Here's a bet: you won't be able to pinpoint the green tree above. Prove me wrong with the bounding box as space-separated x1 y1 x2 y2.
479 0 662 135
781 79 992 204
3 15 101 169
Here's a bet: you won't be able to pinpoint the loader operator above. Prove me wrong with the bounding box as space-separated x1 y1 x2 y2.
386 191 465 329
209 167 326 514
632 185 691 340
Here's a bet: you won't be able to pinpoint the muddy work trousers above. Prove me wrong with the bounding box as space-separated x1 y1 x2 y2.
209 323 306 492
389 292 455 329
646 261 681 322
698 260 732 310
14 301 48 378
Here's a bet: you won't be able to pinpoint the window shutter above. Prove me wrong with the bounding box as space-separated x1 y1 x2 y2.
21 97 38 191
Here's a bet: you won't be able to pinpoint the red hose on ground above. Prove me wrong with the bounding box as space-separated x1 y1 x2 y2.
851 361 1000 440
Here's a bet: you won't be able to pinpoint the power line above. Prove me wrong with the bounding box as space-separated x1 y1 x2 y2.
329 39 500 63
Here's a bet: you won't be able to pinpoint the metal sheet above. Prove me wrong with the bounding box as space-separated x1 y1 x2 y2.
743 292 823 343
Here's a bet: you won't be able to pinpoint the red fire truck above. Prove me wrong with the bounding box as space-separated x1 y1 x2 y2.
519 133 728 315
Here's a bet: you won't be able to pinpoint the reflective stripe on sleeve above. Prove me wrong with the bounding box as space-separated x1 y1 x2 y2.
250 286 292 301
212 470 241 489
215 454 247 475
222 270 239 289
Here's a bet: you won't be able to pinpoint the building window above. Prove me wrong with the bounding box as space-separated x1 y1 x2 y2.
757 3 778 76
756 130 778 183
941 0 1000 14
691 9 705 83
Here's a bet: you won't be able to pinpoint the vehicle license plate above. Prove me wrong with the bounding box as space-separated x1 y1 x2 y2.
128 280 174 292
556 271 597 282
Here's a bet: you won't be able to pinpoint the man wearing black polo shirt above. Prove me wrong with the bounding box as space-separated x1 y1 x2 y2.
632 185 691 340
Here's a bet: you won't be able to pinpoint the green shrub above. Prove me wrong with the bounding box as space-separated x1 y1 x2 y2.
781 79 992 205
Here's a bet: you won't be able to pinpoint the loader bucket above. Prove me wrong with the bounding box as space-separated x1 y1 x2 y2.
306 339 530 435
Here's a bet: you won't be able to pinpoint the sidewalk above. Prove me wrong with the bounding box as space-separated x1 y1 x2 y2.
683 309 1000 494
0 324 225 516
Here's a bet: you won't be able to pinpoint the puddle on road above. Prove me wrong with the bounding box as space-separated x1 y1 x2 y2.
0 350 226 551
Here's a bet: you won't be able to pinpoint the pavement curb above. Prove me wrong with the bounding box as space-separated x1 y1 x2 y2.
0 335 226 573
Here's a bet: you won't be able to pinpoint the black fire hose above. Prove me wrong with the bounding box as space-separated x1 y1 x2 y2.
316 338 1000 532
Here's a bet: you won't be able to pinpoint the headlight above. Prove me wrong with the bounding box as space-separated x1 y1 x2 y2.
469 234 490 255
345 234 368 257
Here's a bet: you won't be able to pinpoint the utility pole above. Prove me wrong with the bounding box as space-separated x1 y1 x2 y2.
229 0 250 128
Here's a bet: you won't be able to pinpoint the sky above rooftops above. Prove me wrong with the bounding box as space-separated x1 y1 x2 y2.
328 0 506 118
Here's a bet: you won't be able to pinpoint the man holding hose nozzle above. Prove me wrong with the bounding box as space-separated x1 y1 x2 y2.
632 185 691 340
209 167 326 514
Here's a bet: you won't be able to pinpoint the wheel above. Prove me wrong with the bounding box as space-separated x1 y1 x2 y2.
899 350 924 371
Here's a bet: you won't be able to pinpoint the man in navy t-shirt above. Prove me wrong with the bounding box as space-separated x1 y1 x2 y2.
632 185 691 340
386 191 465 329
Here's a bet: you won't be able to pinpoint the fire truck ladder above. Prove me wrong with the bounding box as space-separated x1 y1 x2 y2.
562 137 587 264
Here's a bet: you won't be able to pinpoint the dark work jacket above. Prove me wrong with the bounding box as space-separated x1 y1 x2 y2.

Work to do ->
Write out the lines again, starting at the line that contains "Here's a bet: you won't be able to pinpoint the building" and ending after the line that contains "556 271 597 282". Substitute "number plate" for "license plate" and leave everything else unchanged.

Result below ->
Here's a bet: you won't be able to pinpoint the building window above. Prove me wrong with the bounding box as space-separated x1 y1 x2 y2.
757 3 778 76
756 130 778 183
941 0 1000 14
691 9 705 83
Here's a bet: you won't be able to pinpoint the vehicle number plate above. Prove me wrong with the bounding box as space-separated x1 y1 x2 y2.
128 280 174 292
556 271 597 282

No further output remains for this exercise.